** TEXT SEGMENT follows **
Part of this gap comes from radically different perceptions about the state of the world.
Citizens from Europe and non-Western nations share one conviction, which is that the U.S.-led liberal order that has dominated global politics and security since the end of World War II has gone. From Russia and China to the EU, the U.K. and the U.S., less than 10 percent of our respondents believe that in a decade’s time, the international order will most likely be U.S.-dominated. But their understanding of what sort of order will come next differs sharply.
Shaped by the legacy of the Cold War, many in the West believe we’re entering a bipolar world dominated by the U.S. and China. In Warsaw this week, U.S. President Joe Biden again framed the war in Ukraine as a struggle between democracy and authoritarianism, seeking to use the defense of democracy as a rallying cry both at home and abroad. And in the U.S., the rhetoric of “free world” leadership has returned.
In other parts of the world, however, most don’t buy this division. And the most fundamental reason for this is that from the perspective of those in China, Turkey or Russia, we’re entering a multipolar world split between many centers of power — not a bipolar one.
** End of TEXT SEGMENT **
**WORK REQUEST 1:** Which countries does the world-order text name?
**WORK REQUEST 2:** According to the world-order text, what share of respondents believe the international order will most likely be U.S.-dominated in a decade's time?
The data that comes next is separate material and has no connection to the world-order text.
** DATASET EXTRACT follows **
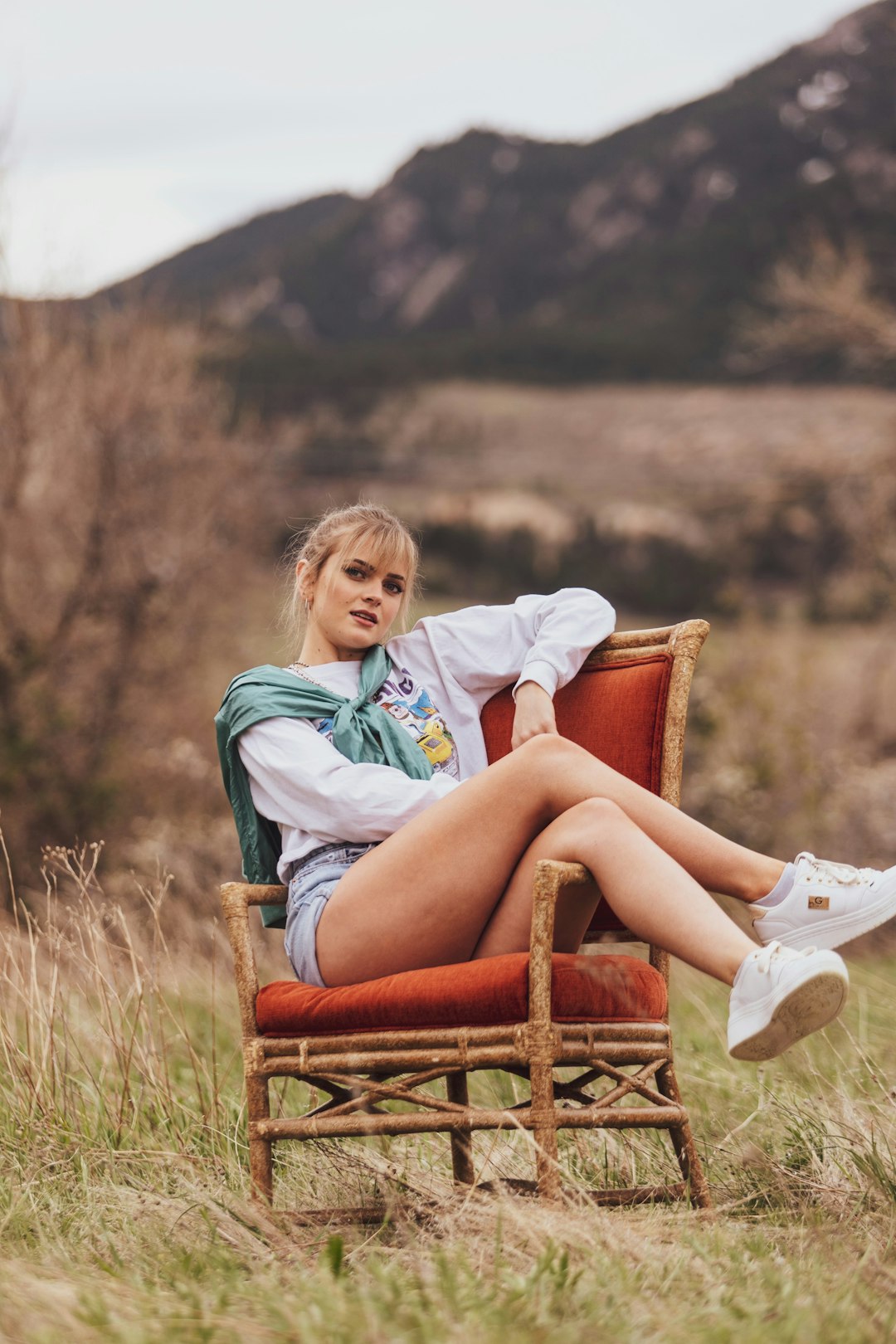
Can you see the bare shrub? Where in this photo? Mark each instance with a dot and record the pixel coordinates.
(124, 498)
(821, 301)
** End of DATASET EXTRACT **
**YOUR RESPONSE 1:** Russia, China, the U.K., the U.S., Ukraine, Turkey

**YOUR RESPONSE 2:** Less than 10 percent.